Rows =>
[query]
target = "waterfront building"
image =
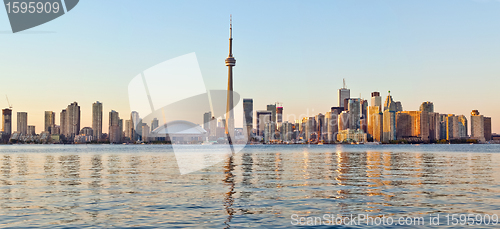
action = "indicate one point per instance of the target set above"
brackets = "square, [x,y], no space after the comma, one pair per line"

What to do =>
Convert the material into a JSON list of strings, one string per line, skipping blank lines. Leave the picture out of the list.

Correct result =>
[
  "[query]",
  "target = \"waterfront building\"",
  "image =",
  "action = \"indicate one point per instance of the target set above\"",
  "brackets = \"square, [x,y], no space after the comma, one pair per line\""
]